Provided information:
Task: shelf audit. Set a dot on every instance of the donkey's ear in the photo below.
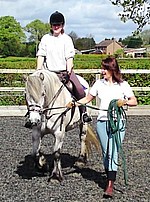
(24, 77)
(41, 76)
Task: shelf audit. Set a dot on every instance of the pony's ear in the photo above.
(41, 76)
(24, 77)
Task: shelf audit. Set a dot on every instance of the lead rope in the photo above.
(115, 114)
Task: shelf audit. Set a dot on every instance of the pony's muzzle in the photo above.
(35, 118)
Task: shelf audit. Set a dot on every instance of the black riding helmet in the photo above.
(57, 18)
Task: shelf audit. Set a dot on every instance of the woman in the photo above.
(110, 87)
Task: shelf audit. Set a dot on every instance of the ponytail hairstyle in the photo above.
(111, 64)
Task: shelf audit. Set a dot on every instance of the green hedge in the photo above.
(80, 62)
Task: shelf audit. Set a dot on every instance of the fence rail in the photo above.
(21, 110)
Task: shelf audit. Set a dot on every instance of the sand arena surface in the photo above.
(20, 182)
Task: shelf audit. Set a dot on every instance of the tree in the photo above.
(84, 43)
(74, 36)
(145, 35)
(11, 36)
(36, 29)
(136, 10)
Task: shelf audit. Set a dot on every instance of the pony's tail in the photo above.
(91, 140)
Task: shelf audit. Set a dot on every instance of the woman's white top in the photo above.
(106, 93)
(56, 50)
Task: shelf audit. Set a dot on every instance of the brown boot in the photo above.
(109, 189)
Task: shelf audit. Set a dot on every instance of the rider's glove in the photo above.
(121, 103)
(70, 105)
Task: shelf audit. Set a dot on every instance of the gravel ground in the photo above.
(19, 181)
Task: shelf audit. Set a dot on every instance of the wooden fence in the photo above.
(21, 110)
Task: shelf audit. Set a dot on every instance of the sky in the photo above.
(87, 18)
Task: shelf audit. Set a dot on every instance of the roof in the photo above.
(106, 43)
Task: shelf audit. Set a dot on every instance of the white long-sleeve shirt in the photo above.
(106, 93)
(56, 50)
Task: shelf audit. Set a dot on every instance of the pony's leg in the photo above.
(36, 145)
(57, 170)
(82, 159)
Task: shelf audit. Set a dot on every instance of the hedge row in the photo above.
(80, 62)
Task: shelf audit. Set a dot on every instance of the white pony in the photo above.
(46, 99)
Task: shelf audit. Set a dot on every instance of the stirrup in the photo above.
(86, 118)
(28, 123)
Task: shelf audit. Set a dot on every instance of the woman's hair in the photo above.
(62, 31)
(111, 64)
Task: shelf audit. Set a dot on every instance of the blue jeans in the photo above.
(110, 153)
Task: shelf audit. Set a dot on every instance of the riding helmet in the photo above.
(57, 18)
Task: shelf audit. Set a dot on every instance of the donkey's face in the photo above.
(35, 96)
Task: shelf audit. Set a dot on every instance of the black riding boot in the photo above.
(111, 177)
(85, 117)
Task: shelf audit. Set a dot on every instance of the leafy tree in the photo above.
(74, 36)
(84, 43)
(37, 29)
(11, 36)
(136, 10)
(145, 35)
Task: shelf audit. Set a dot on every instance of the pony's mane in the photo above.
(34, 87)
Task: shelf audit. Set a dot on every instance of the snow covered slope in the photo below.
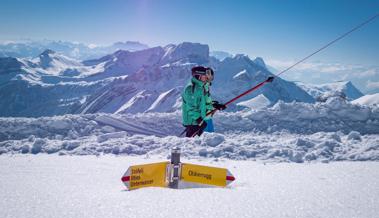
(89, 186)
(296, 132)
(368, 100)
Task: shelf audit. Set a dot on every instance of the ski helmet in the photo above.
(202, 71)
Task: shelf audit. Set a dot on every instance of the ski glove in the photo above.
(218, 106)
(270, 79)
(202, 125)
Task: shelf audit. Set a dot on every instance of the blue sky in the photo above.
(274, 30)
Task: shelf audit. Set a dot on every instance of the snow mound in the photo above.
(370, 100)
(258, 102)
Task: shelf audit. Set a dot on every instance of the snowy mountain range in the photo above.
(149, 80)
(81, 51)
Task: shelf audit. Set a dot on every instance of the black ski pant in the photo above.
(192, 130)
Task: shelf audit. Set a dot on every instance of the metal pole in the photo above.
(175, 162)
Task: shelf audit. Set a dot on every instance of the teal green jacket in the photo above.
(196, 102)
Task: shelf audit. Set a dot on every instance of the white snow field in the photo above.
(45, 186)
(287, 132)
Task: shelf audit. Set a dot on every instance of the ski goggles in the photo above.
(208, 73)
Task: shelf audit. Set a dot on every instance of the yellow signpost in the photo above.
(175, 174)
(146, 175)
(203, 174)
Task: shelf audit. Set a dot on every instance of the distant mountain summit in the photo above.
(79, 51)
(149, 80)
(346, 88)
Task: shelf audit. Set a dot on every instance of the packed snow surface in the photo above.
(287, 132)
(39, 186)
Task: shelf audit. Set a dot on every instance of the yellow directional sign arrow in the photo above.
(205, 175)
(146, 175)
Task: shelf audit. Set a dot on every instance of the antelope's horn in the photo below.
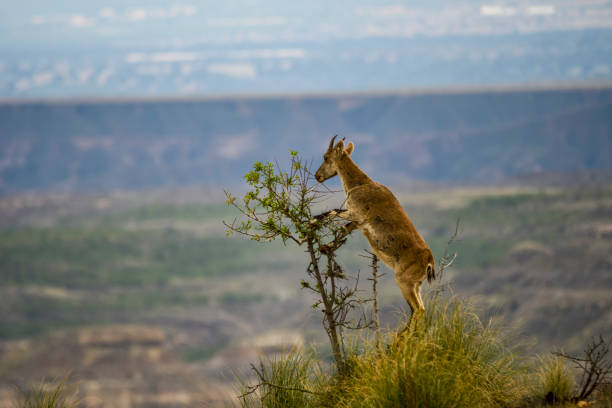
(331, 142)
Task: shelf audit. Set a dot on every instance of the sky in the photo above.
(111, 48)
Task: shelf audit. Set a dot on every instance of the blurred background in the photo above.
(121, 122)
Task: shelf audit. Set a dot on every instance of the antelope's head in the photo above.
(329, 167)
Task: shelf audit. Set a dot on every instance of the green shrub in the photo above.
(452, 359)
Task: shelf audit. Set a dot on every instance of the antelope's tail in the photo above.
(431, 273)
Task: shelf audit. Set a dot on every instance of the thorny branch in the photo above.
(279, 205)
(596, 366)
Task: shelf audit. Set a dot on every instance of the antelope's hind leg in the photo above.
(412, 293)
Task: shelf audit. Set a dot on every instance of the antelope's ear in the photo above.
(349, 149)
(340, 146)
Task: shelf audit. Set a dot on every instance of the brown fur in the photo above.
(372, 207)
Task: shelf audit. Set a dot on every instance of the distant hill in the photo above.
(468, 137)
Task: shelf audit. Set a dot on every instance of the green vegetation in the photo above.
(555, 381)
(452, 359)
(58, 395)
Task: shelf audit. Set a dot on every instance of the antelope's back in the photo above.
(385, 223)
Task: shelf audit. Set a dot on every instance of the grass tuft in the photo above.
(554, 381)
(43, 396)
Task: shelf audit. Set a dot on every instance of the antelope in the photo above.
(375, 211)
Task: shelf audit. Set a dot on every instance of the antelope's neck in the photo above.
(351, 175)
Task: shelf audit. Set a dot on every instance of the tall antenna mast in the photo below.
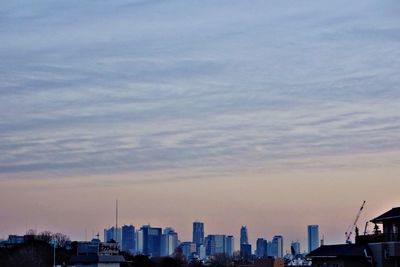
(116, 220)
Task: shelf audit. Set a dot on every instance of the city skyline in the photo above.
(270, 114)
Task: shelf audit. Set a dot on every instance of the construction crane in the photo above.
(351, 228)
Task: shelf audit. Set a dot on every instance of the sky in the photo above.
(273, 114)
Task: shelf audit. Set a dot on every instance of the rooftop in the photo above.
(339, 251)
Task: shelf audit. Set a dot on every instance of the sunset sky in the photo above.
(273, 114)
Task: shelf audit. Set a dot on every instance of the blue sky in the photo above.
(103, 86)
(267, 99)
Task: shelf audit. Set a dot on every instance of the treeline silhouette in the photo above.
(37, 250)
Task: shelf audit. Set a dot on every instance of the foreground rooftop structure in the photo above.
(379, 249)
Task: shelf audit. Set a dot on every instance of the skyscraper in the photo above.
(110, 234)
(262, 248)
(128, 238)
(244, 239)
(198, 233)
(149, 240)
(313, 237)
(296, 247)
(245, 251)
(215, 244)
(229, 245)
(277, 246)
(169, 242)
(188, 249)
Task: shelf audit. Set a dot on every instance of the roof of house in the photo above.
(338, 251)
(389, 215)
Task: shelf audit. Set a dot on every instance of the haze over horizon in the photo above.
(273, 114)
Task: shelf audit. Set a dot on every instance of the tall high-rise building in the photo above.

Task objective: Write out the full set of lines verbatim, without the pictures.

Correct response:
Task: shelf audit. Set a dot on every instance of the donkey's ear in the photo below.
(24, 77)
(41, 76)
Task: shelf audit. Set a dot on every instance of the pony's ear in the photo above.
(41, 76)
(24, 77)
Task: shelf audit. Set a dot on every instance of the lead rope in the photo above.
(115, 114)
Task: shelf audit. Set a dot on every instance of the pony's muzzle in the photo above.
(35, 118)
Task: shelf audit. Set a dot on every instance of the black riding helmet in the photo above.
(57, 18)
Task: shelf audit. Set a dot on every instance of the woman in the photo above.
(110, 87)
Task: shelf audit. Set a dot on every instance of the ponytail hairstyle in the photo above.
(111, 64)
Task: shelf audit. Set a dot on every instance of the green hedge in the photo above.
(80, 62)
Task: shelf audit. Set a dot on every instance of the fence rail in the photo above.
(21, 110)
Task: shelf audit. Set a dot on every instance of the sand arena surface in the photo above.
(20, 182)
Task: shelf audit. Set a dot on every instance of the tree in the photo above.
(84, 43)
(74, 36)
(145, 35)
(11, 36)
(36, 29)
(136, 10)
Task: shelf audit. Set a dot on every instance of the pony's tail in the photo above.
(91, 140)
Task: shelf audit. Set a dot on every instance of the woman's white top in the photo above.
(106, 93)
(56, 50)
Task: shelf audit. Set a dot on every instance of the brown boot in the photo above.
(109, 189)
Task: shelf audit. Set a dot on every instance of the rider's glove in the photo above.
(121, 103)
(70, 105)
Task: shelf audit. Set a dot on every instance of the gravel ground in the photo above.
(19, 181)
Task: shelf audit. Set a dot on every instance of the wooden fence in the photo above.
(21, 110)
Task: shelf audit. Set a dot on every instance of the sky in the photo above.
(87, 18)
Task: shelf audit. Set a dot on every instance of the roof in the photo above.
(106, 43)
Task: shelf audit. Set a dot on every instance of the white long-sleeve shirt in the photo above.
(106, 93)
(56, 50)
Task: shelf audit. Set a dot on every instance of the pony's leg in the photo above.
(36, 145)
(57, 170)
(82, 159)
Task: shelf audit. Set a dot on every instance of the hedge row in the photo above.
(80, 62)
Task: shelf audit. Set a dot on every instance of the white pony in the photo above.
(46, 99)
Task: shelf audit. Set a dot on every instance of the stirrup in the photo above.
(86, 118)
(28, 123)
Task: shelf audit. Set a dot on every instance of the woman's hair in the photo above.
(62, 31)
(111, 64)
Task: shelf audit. Set a dot on every instance of the blue jeans in the photo above.
(110, 153)
Task: shelf audit. Set a dot on every instance of the riding helmet in the photo above.
(57, 18)
Task: shelf audit. Set a dot on every instance of the donkey's face in the photo above.
(35, 96)
Task: shelf audit. Set a dot on every instance of the black riding boot in the photo above.
(111, 177)
(85, 117)
Task: shelf audit. Set a dot on every instance of the leafy tree in the photo above.
(74, 36)
(84, 43)
(37, 29)
(11, 36)
(136, 10)
(145, 35)
Task: shelf audit. Set a dot on every instance of the pony's mane in the photo above.
(34, 87)
Task: shelf audit. Set a dot on every instance of the snow covered slope in the photo below.
(89, 186)
(296, 132)
(368, 100)
Task: shelf audit. Set a dot on every instance of the ski helmet in the photo above.
(202, 71)
Task: shelf audit. Set a dot on every instance of the ski glove in the photo above.
(218, 106)
(270, 79)
(202, 125)
Task: shelf audit. Set a dot on every instance of the blue sky in the photo above.
(274, 30)
Task: shelf audit. Set a dot on every instance of the snow mound in the photo above.
(370, 100)
(258, 102)
Task: shelf audit. Set a dot on every instance of the snowy mountain range in the photo above.
(149, 80)
(81, 51)
Task: shelf audit. Set a dot on every instance of the black ski pant in the photo above.
(192, 130)
Task: shelf audit. Set a dot on every instance of the metal pole in the photo above.
(175, 162)
Task: shelf audit. Set a dot on every instance of the teal green jacket in the photo above.
(196, 102)
Task: shelf audit. Set a dot on every instance of the white snow field in the photo above.
(45, 186)
(287, 132)
Task: shelf audit. Set a dot on every instance of the ski goggles in the photo above.
(208, 73)
Task: shelf audit. Set a dot on every instance of the yellow signpost in the photo above.
(175, 174)
(146, 175)
(203, 174)
Task: shelf audit. Set a dot on every instance of the distant mountain summit in the photo above.
(79, 51)
(149, 80)
(346, 88)
Task: shelf audit. Set a dot on every instance of the packed snow surface in the photo above.
(287, 132)
(39, 186)
Task: shelf audit. Set a dot on every instance of the yellow directional sign arrow in the photo above.
(205, 175)
(146, 175)
Task: shelf audit. Set a dot on every instance of the antelope's horn in the photo below.
(331, 142)
Task: shelf audit. Set a dot on every instance of the sky in the photo above.
(111, 48)
Task: shelf audit. Set a dot on every instance of the blurred background in the photo above.
(121, 122)
Task: shelf audit. Set a dot on every instance of the antelope's head in the photo above.
(329, 167)
Task: shelf audit. Set a dot on every instance of the green shrub in the photo above.
(452, 359)
Task: shelf audit. Set a dot on every instance of the antelope's tail in the photo above.
(431, 273)
Task: shelf audit. Set a dot on every instance of the thorny branch in the photo above.
(279, 205)
(596, 366)
Task: shelf audit. Set a dot on every instance of the antelope's hind leg in the photo above.
(412, 293)
Task: shelf audit. Set a dot on every instance of the antelope's ear in the photo above.
(349, 149)
(340, 146)
Task: shelf audit. Set a dot on every instance of the brown fur in the photo above.
(372, 207)
Task: shelf audit. Set a dot on every instance of the distant hill in the photo above.
(468, 137)
Task: shelf audit. Set a dot on every instance of the green vegetation in the photo above.
(555, 381)
(452, 359)
(58, 395)
Task: shelf audit. Set a dot on every instance of the antelope's back in the photo above.
(385, 223)
Task: shelf audit. Set a dot on every instance of the grass tuft in the photo above.
(554, 381)
(43, 396)
Task: shelf audit. Set a dot on every instance of the antelope in the photo above.
(375, 211)
Task: shelf audit. Set a dot on every instance of the antelope's neck in the photo above.
(351, 175)
Task: shelf audit. Set a dot on every instance of the tall antenna mast in the photo below.
(116, 220)
Task: shelf audit. Set a dot on every instance of the city skyline in the photo above.
(270, 114)
Task: shelf audit. Set a dot on every instance of the construction crane in the photo above.
(351, 228)
Task: shelf audit. Set a dot on every instance of the sky in the photo above.
(273, 114)
Task: shelf audit. Set a dot on every instance of the rooftop in the photo above.
(339, 251)
Task: shelf audit. Set a dot on every instance of the sunset sky in the photo above.
(273, 114)
Task: shelf audit. Set a dot on every instance of the blue sky in the photo above.
(103, 86)
(267, 99)
Task: shelf audit. Set a dot on every instance of the treeline silhouette in the photo above.
(37, 250)
Task: shelf audit. Set a dot on every instance of the foreground rooftop structure in the photo above.
(379, 249)
Task: shelf audit. Set a dot on every instance of the skyscraper in the photo above.
(110, 234)
(262, 248)
(128, 238)
(244, 239)
(198, 233)
(149, 240)
(313, 237)
(296, 247)
(245, 251)
(215, 244)
(229, 245)
(277, 246)
(169, 242)
(188, 249)
Task: shelf audit. Set a dot on every instance of the roof of house in the photo above.
(338, 251)
(389, 215)
Task: shelf audit. Set a dot on every instance of the haze over horizon in the photo above.
(273, 114)
Task: shelf audit. Set a dot on every instance of the tall high-rise building in the photo above.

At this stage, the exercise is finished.